SHORT TASK ▸
Lay out every line of the items below as a JSON list of strings, one string per line, with blank lines left out.

^^^^^^^^

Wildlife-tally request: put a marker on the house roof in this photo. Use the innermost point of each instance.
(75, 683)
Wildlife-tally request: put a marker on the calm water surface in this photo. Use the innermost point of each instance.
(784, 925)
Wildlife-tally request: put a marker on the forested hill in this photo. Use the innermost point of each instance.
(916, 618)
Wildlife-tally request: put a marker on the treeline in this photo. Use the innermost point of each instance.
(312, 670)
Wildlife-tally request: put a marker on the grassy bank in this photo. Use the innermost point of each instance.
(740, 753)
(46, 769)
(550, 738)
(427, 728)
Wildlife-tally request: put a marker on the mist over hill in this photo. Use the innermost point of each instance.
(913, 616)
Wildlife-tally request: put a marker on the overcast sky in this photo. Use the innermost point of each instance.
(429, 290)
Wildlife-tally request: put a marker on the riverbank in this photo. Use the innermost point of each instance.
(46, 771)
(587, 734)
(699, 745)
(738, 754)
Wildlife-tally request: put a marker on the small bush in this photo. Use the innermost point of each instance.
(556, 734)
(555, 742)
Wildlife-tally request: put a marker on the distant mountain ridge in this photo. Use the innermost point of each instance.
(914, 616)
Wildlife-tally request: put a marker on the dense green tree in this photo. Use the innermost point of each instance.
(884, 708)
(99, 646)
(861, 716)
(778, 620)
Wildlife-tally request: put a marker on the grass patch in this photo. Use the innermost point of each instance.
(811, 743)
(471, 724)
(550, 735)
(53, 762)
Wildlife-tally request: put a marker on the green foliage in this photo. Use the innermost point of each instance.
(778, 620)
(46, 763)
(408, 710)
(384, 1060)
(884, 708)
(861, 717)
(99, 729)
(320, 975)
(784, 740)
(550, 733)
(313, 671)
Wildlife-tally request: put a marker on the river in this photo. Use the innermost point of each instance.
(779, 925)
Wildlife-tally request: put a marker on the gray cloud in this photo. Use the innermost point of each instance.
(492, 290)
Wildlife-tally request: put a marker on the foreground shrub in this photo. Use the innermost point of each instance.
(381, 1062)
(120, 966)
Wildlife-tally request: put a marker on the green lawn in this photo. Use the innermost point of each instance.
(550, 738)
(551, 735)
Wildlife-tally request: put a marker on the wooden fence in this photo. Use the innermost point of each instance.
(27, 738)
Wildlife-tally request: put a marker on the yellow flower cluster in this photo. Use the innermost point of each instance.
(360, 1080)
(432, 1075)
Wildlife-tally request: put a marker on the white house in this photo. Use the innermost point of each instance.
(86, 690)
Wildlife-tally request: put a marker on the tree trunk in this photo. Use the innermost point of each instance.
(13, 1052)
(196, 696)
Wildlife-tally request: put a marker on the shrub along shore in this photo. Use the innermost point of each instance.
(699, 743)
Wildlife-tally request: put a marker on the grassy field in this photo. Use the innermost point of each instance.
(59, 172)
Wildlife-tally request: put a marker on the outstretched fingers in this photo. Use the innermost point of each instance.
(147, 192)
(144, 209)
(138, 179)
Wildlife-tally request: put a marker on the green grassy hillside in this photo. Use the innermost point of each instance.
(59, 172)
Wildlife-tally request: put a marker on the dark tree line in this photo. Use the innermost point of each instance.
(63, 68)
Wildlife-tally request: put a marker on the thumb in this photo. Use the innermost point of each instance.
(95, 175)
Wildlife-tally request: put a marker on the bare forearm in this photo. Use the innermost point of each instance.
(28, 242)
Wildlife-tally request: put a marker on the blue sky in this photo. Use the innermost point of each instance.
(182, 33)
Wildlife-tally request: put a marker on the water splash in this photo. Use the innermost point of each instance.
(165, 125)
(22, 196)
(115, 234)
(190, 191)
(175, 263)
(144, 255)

^^^^^^^^

WRITTEN RESPONSE ▸
[
  "Wildlife-tally request: put a marker on the house roof in this photo. Use the innermost point of each instance.",
  "(75, 683)",
  "Wildlife-tally request: put a marker on the calm water surface in this photo. Use the innermost point of each instance.",
  "(784, 925)",
  "Wildlife-tally request: put a marker on the forested hill in this photo. Use the innermost point of each instance.",
  "(916, 618)",
  "Wildlife-tally request: put a marker on the treeline in this photo. Use the innermost point of each instance.",
  "(312, 670)",
  "Wildlife-tally request: put a marker on the grassy bank in this photo. Use the innermost point of each instance.",
  "(740, 753)",
  "(46, 769)",
  "(550, 738)",
  "(427, 728)",
  "Wildlife-tally request: put a marker on the mist over hill in this photo. Use the innermost point of each instance.",
  "(913, 616)",
  "Wildlife-tally request: put a marker on the overcast sky in this photo. Use the innermost point of each instance.",
  "(429, 290)",
  "Wildlife-tally request: put a marker on the riverbank in this photo. Use the innermost point of each instance.",
  "(46, 771)",
  "(587, 734)",
  "(699, 745)",
  "(738, 754)",
  "Wildlife-tally request: put a marker on the small bush in this photo. Use the innermost point of each instance.",
  "(556, 734)",
  "(555, 742)",
  "Wildlife-tally request: put a marker on the distant mountain ridge in this photo. Use the innermost point of each instance.",
  "(914, 616)",
  "Wildlife-tally request: put a marker on the dense green tree in this photo. Use the innermost point of each instance.",
  "(884, 708)",
  "(99, 646)",
  "(861, 716)",
  "(778, 620)",
  "Wildlife-tally request: put a marker on the grass patch in this photo. Use the innermost point of each instance.",
  "(811, 743)",
  "(471, 724)",
  "(550, 735)",
  "(53, 762)",
  "Wildlife-tally request: put a marker on the green foliage in this photo. Use the innermost point of each instance.",
  "(778, 620)",
  "(46, 763)",
  "(408, 710)",
  "(384, 1060)",
  "(884, 708)",
  "(861, 717)",
  "(99, 729)",
  "(320, 975)",
  "(784, 740)",
  "(550, 733)",
  "(313, 671)",
  "Wildlife-tally request: put a marker on the river in this photo. Use the innermost point of each instance.",
  "(779, 925)",
  "Wildlife-tally request: put a marker on the gray cloud in this photo. Use the innermost point of each instance.",
  "(492, 290)",
  "Wildlife-tally request: put a marker on the foreground shrub in this photo. Use the innermost point of each instance.",
  "(381, 1062)",
  "(120, 966)",
  "Wildlife-tally request: put a marker on the green lawn in this photo. Use the innermost point of each instance.",
  "(550, 738)",
  "(551, 735)",
  "Wildlife-tally request: put a marker on the wooden fence in this photo. Use the innermost point of each instance.",
  "(27, 738)",
  "Wildlife-tally request: put a marker on the yellow flower cluster in this photo. Use the innermost point of each instance.",
  "(360, 1080)",
  "(432, 1075)",
  "Wildlife-tally request: put a marker on the white house in this photo. Use the innermost point of each instance.",
  "(86, 690)",
  "Wildlife-tally request: put a marker on the tree trunk in this photo. Use the innermost point of each instance.",
  "(13, 1052)",
  "(196, 696)",
  "Wildlife-tally request: put a marker on the shrub along shore in this photo. Use the innermost point of each instance.",
  "(699, 743)",
  "Wildlife-tally request: put a marker on the grassy field in this photo. Use the innermost point of each instance.",
  "(59, 172)",
  "Wildlife-tally request: put a marker on the outstretched fingers in this photo. Use the innermost point of each instance.",
  "(147, 192)",
  "(144, 209)",
  "(138, 179)",
  "Wildlife-tally request: put a marker on the green grassy hillside in this photo. Use the innermost point of each instance.",
  "(59, 172)",
  "Wildlife-tally request: put a marker on the dark tree line in this photo. Use the innermost point of each instance.",
  "(63, 68)",
  "Wildlife-tally request: put a marker on the thumb in this photo. Use the innermost point of each instance.",
  "(95, 175)",
  "Wildlife-tally request: put a marker on the bare forearm in this photo. Use the innermost point of each instance.",
  "(28, 242)",
  "Wildlife-tally request: put a marker on the blue sky in this photo. Use the innermost point of each instance.",
  "(182, 33)",
  "Wildlife-tally request: put a marker on the water splash in this photo. Use the innermost point of each instance.",
  "(165, 125)",
  "(22, 196)",
  "(115, 234)",
  "(190, 191)",
  "(175, 263)",
  "(144, 255)"
]